Material for this task →
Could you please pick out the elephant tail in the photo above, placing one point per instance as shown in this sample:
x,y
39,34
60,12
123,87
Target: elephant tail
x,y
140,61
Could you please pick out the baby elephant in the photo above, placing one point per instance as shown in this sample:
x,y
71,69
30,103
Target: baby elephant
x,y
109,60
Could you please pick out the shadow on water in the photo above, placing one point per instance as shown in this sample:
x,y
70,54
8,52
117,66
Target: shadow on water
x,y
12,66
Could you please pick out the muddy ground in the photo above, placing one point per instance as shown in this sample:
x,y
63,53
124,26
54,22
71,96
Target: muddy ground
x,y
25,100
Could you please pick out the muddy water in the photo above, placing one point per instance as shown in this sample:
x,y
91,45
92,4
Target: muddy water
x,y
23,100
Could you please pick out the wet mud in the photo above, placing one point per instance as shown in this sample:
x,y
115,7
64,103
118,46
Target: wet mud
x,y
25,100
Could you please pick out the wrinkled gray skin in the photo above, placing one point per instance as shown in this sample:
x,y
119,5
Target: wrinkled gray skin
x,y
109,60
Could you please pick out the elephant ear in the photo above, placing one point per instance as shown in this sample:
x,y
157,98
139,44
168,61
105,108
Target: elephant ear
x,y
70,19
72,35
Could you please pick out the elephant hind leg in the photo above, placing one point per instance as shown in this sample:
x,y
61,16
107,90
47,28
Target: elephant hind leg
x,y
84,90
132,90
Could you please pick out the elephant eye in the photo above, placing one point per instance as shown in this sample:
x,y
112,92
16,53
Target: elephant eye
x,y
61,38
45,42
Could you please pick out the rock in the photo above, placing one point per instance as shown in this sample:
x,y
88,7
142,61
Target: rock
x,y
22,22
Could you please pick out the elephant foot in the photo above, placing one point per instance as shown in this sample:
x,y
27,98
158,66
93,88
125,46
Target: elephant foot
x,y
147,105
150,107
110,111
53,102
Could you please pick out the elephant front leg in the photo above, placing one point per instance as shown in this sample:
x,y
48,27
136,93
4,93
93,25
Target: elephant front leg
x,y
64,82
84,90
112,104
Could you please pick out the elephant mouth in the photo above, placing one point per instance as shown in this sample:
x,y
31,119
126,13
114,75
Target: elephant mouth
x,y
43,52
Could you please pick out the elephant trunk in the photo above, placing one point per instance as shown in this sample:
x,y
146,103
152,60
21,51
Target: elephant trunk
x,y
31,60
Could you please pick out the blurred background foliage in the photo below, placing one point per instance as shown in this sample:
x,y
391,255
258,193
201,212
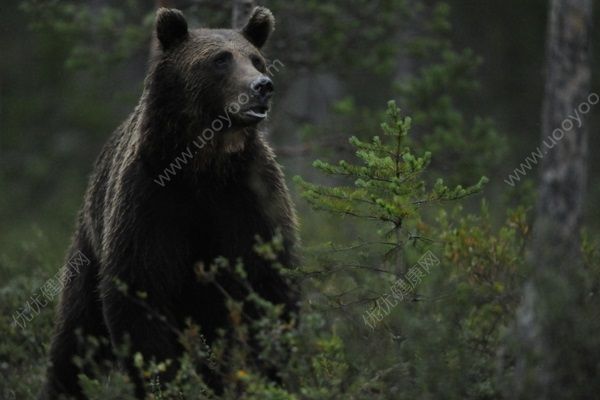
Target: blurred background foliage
x,y
468,73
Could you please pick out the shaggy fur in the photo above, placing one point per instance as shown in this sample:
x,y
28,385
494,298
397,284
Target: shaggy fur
x,y
150,237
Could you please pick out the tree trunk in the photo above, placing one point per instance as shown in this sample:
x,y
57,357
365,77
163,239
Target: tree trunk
x,y
241,12
563,175
555,254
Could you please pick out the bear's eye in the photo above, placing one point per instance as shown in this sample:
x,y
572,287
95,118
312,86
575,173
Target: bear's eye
x,y
258,63
221,60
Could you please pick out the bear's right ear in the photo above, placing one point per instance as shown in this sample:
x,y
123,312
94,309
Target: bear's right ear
x,y
171,27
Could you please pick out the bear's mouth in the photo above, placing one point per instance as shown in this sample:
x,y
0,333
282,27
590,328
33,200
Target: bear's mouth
x,y
257,112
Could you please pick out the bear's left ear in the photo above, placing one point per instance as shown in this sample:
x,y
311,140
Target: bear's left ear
x,y
171,27
259,26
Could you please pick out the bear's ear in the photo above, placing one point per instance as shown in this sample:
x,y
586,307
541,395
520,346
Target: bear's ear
x,y
259,26
171,27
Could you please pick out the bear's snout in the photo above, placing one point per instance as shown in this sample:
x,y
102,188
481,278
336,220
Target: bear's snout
x,y
262,87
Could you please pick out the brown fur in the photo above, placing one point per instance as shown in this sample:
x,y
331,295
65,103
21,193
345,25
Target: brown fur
x,y
149,236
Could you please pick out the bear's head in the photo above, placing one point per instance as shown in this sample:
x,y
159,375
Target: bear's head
x,y
215,73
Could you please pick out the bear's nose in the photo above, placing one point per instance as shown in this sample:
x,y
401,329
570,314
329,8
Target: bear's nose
x,y
262,87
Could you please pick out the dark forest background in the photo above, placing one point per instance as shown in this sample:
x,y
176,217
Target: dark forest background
x,y
471,74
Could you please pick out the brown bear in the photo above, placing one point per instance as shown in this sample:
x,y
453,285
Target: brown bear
x,y
204,97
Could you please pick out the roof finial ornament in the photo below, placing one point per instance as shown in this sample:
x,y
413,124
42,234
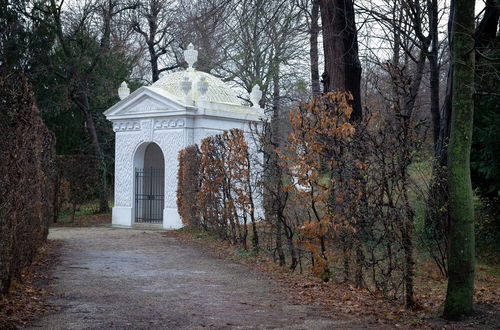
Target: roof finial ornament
x,y
202,90
123,91
191,56
186,86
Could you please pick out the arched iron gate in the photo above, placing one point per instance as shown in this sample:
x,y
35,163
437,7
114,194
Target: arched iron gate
x,y
149,195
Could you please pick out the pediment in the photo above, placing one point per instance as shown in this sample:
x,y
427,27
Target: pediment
x,y
145,101
145,104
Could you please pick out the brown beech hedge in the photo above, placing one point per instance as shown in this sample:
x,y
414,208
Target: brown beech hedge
x,y
27,174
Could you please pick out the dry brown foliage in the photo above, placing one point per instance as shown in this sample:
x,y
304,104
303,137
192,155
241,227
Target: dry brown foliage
x,y
27,173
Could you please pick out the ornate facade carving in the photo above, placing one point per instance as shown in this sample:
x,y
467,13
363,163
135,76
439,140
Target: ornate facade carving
x,y
130,125
168,123
126,144
170,142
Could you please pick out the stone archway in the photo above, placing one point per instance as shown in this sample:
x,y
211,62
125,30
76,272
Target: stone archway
x,y
149,184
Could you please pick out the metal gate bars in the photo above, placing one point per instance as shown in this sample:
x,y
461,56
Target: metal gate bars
x,y
149,195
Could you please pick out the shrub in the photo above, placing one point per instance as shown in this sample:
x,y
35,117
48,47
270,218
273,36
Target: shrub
x,y
27,174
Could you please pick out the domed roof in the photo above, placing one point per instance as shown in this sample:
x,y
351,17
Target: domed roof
x,y
217,92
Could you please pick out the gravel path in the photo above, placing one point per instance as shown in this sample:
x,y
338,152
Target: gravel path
x,y
135,279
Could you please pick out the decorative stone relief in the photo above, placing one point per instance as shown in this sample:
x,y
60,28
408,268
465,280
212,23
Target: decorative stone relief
x,y
131,125
168,123
170,143
126,145
146,106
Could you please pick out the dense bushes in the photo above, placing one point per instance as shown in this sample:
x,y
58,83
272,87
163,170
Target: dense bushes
x,y
77,182
341,205
27,173
215,191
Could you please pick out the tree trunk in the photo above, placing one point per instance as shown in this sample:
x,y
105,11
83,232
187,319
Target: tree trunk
x,y
340,43
313,45
434,69
83,104
461,259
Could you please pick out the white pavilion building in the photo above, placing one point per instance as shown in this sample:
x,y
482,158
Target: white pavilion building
x,y
153,124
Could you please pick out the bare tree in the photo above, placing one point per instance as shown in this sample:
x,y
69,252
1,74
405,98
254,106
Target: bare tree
x,y
340,44
155,22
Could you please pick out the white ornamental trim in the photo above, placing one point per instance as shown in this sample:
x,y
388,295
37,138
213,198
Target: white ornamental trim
x,y
127,126
168,123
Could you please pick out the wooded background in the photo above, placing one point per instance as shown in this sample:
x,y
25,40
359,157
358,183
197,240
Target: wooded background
x,y
392,61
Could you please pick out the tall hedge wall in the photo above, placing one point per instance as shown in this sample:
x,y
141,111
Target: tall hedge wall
x,y
26,173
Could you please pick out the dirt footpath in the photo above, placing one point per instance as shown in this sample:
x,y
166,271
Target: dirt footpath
x,y
133,279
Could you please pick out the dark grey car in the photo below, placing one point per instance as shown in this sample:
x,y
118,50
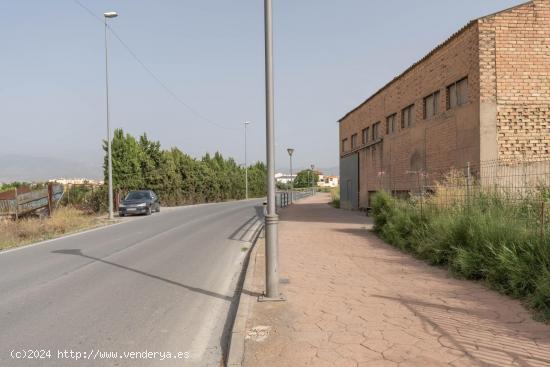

Your objective →
What lines in the material above contain the word "below"? Copy them out.

Your solution →
Could you please pick out the blurred background foliage in the photo below, placing one point per instance as shown in this sample:
Could you please pick out the roof finial ornament in the photo below, placing one point per instance as shown in this sample:
Could you please pick out the dark grey car in the photo below, placing one point per instance as shown in this sample:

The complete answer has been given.